— START —

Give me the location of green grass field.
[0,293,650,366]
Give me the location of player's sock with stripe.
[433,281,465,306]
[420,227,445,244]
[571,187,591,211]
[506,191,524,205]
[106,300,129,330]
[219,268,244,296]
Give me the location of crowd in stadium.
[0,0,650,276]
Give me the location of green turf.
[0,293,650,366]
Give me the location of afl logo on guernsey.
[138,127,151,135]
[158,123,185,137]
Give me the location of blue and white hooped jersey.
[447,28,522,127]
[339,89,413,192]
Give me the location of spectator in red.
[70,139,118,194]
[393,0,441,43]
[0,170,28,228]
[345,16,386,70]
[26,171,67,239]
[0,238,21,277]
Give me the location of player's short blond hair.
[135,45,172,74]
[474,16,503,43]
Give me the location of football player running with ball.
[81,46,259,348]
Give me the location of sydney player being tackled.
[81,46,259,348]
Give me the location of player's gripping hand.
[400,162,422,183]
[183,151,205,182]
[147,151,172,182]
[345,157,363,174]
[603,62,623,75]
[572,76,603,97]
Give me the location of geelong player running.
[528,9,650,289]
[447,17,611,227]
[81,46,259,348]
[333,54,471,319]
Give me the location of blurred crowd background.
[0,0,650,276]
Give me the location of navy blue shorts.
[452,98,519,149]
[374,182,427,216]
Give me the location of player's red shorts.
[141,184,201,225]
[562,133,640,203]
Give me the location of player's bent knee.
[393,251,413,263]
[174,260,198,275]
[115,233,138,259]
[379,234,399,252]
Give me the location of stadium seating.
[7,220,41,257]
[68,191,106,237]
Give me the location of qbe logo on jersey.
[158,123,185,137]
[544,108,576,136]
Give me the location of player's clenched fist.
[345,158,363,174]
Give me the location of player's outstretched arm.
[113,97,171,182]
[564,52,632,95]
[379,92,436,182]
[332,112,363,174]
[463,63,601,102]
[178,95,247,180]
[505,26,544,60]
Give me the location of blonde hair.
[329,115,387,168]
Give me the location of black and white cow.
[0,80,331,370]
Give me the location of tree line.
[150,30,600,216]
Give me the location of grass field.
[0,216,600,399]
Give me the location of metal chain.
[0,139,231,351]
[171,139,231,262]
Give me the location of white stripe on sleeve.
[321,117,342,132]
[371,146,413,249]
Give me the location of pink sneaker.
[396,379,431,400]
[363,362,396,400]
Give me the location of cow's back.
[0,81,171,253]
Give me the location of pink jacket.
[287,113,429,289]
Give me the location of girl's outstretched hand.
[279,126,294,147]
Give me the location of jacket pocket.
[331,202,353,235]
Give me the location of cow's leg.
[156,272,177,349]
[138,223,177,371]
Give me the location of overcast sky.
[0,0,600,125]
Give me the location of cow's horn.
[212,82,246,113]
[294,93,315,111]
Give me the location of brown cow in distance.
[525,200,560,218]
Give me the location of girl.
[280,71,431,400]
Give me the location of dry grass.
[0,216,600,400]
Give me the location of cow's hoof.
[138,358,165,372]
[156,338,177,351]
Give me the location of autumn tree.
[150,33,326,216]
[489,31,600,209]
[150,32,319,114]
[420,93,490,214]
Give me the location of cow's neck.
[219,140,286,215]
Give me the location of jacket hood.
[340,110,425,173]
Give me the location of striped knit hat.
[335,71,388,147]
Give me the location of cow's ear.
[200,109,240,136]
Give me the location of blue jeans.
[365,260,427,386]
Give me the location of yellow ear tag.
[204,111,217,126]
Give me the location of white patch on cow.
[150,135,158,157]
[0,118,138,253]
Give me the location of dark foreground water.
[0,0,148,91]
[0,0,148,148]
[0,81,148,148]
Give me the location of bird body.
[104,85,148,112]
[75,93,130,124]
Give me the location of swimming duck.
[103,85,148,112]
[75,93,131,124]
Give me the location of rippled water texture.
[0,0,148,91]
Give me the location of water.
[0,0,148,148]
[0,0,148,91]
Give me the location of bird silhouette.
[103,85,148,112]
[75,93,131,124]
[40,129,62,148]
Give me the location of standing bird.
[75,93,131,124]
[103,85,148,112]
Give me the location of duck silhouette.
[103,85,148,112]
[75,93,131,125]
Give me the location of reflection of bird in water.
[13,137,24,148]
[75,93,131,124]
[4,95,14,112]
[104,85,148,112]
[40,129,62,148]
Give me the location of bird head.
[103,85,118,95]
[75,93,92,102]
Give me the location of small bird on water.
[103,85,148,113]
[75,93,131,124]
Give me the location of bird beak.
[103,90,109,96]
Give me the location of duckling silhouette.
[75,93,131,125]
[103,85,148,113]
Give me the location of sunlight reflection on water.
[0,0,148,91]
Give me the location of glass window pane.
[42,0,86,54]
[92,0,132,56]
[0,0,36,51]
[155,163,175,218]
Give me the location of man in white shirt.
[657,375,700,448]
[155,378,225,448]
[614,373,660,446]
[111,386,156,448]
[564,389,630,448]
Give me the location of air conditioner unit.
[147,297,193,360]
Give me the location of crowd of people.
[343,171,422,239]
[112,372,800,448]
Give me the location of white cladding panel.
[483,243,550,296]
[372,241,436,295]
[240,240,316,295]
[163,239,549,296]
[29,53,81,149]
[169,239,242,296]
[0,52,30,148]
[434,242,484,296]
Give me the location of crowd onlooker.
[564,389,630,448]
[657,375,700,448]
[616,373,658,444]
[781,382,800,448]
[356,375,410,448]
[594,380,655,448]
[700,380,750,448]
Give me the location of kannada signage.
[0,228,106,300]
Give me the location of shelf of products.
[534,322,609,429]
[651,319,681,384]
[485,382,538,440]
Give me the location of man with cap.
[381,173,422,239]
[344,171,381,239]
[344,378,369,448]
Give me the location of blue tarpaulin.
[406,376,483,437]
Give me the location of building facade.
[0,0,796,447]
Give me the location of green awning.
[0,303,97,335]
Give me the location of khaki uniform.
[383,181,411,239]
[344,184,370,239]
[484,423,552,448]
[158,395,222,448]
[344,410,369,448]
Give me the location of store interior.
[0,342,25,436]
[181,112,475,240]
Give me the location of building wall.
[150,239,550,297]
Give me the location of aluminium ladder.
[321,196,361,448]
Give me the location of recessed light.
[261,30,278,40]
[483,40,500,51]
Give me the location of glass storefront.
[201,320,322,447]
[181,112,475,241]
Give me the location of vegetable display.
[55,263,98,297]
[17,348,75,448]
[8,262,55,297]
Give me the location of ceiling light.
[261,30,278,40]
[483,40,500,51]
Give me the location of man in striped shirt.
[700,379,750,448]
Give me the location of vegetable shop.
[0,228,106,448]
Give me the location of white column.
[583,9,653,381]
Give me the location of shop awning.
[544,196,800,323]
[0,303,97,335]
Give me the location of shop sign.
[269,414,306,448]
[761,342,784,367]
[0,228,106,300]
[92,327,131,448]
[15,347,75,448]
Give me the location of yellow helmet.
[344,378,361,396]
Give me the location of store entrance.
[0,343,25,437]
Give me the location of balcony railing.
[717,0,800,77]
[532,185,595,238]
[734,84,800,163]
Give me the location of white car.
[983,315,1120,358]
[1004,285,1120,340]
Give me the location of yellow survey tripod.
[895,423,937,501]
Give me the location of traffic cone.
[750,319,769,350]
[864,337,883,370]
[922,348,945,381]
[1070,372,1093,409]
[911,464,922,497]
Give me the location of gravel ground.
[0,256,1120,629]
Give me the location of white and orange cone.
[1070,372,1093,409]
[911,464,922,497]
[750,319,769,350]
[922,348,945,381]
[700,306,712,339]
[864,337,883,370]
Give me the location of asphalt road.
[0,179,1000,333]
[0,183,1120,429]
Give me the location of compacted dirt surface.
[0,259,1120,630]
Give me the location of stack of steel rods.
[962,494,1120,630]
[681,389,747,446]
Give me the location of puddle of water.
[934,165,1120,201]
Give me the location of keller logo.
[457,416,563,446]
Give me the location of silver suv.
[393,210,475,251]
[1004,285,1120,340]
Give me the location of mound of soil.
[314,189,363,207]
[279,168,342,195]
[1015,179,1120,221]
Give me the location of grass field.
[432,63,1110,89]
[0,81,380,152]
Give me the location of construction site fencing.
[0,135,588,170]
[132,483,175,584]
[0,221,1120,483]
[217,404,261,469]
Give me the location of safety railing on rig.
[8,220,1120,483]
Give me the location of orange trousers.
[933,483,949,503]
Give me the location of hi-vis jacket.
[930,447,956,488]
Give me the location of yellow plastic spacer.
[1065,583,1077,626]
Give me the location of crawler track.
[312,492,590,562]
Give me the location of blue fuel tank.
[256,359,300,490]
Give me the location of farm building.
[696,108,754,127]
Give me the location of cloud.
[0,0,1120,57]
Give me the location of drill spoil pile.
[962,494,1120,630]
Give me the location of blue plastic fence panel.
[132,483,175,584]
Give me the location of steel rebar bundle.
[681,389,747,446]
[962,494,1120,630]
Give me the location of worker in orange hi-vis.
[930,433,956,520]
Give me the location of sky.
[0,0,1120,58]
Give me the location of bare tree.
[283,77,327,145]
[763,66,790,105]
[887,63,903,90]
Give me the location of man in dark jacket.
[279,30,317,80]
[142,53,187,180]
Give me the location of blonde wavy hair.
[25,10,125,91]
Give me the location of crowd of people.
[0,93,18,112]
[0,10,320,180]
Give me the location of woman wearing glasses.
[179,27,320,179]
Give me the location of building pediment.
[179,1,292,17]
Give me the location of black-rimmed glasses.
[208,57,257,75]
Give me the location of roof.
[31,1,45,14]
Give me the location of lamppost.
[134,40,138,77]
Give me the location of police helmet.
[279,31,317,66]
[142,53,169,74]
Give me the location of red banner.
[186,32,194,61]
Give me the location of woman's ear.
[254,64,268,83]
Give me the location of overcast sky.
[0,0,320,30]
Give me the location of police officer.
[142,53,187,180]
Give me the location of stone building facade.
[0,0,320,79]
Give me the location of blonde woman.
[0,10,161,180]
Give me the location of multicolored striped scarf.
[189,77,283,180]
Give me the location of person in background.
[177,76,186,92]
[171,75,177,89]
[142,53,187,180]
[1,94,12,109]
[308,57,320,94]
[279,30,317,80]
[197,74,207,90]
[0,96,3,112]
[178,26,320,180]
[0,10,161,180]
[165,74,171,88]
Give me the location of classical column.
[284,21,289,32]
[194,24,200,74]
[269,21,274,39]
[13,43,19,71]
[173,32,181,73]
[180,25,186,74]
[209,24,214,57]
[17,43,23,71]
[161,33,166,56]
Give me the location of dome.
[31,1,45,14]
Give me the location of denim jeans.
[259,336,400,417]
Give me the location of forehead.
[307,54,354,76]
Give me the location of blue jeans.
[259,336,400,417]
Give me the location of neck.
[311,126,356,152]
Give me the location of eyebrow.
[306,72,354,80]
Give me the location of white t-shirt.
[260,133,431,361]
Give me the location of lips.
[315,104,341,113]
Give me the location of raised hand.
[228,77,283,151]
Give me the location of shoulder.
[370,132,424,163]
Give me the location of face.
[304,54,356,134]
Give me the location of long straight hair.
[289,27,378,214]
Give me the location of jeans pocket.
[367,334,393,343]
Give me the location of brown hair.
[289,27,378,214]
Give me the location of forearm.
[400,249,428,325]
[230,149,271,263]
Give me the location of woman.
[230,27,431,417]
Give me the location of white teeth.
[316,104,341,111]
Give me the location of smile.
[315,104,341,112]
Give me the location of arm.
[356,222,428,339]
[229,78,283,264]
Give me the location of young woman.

— END —

» PROMPT: Rewrite the lines starting with the one that contains "Give me the location of eyebrow." and running through the last line, replacing "woman" with "person" and changing nothing else.

» ANSWER FOR THE TASK:
Give me the location of eyebrow.
[306,72,354,80]
Give me the location of white t-shirt.
[260,133,431,361]
Give me the location of lips.
[315,104,341,113]
Give me the location of raised hand.
[228,77,283,151]
Give me the location of shoulder.
[370,132,424,163]
Give me the location of face.
[304,54,356,134]
Give me the location of long straight hair.
[289,27,378,214]
Give me the location of jeans pocket.
[367,334,393,343]
Give me the location of brown hair.
[289,27,378,214]
Give me the location of forearm.
[400,249,428,325]
[230,149,271,263]
Give me the location of person.
[230,27,431,417]
Give me the location of white teeth.
[316,104,341,111]
Give me the location of smile.
[315,104,341,112]
Give me the location of arm.
[356,222,428,339]
[229,78,283,264]
Give me the location of young person.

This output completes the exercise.